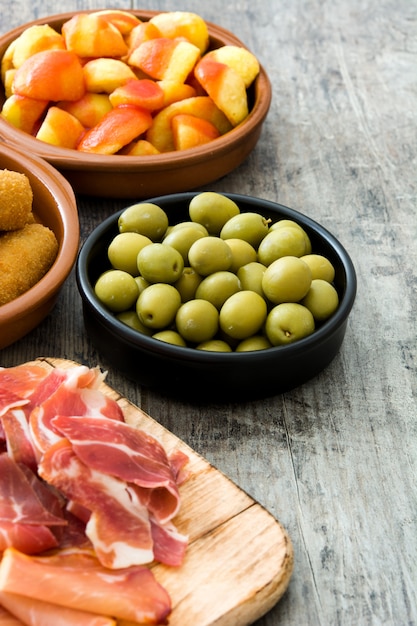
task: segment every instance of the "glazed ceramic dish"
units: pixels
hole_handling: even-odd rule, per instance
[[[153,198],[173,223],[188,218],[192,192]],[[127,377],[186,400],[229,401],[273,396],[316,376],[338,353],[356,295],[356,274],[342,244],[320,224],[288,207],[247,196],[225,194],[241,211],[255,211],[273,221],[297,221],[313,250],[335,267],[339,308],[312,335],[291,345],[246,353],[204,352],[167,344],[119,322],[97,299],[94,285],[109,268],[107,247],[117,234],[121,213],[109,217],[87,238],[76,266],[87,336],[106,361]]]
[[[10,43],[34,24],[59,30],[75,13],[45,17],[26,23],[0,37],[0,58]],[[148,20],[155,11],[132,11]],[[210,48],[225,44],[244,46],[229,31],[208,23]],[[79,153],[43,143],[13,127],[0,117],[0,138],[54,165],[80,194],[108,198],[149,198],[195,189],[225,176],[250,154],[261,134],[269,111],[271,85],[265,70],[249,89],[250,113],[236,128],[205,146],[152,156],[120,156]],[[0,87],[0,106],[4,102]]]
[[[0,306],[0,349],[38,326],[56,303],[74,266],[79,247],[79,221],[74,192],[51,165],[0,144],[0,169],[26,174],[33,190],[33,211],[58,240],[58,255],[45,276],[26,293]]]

= = =

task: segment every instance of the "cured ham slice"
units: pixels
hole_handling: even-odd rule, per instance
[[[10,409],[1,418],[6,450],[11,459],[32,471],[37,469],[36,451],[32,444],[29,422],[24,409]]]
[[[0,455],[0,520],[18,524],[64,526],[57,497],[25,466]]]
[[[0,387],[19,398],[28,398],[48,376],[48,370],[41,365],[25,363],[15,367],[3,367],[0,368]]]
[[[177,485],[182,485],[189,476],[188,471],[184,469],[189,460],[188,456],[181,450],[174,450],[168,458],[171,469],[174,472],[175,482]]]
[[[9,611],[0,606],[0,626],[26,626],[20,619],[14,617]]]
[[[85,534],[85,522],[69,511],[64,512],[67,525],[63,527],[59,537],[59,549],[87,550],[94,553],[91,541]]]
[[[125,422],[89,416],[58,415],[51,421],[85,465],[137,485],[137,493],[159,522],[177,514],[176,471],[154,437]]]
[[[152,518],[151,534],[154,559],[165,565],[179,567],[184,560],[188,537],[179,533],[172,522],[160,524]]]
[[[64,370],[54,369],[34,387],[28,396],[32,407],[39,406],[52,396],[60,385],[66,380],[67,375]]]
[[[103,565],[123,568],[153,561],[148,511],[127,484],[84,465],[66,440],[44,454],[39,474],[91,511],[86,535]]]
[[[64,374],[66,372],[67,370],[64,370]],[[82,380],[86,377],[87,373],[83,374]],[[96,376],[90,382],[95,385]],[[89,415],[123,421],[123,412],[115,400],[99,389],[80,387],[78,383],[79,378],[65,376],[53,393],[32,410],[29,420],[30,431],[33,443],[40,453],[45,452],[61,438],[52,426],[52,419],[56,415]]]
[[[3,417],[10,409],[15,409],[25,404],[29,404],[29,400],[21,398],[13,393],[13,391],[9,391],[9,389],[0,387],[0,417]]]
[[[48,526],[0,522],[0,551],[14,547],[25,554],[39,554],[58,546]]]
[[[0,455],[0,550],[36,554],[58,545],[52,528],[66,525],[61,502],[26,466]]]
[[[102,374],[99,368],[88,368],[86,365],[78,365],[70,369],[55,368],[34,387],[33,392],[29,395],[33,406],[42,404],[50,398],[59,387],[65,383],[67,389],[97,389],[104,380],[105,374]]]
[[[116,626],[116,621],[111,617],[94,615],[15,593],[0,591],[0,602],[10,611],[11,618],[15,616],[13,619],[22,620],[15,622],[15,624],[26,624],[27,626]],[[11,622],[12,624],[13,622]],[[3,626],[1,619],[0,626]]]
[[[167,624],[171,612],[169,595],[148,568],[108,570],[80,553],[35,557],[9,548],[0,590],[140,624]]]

= = =

_PROMPT_: Across the records above, show each line containing the word "segment".

_ANSWER TO THIS TASK_:
task: segment every instance of the "glazed ceramic dish"
task: segment every instance of the "cured ham slice"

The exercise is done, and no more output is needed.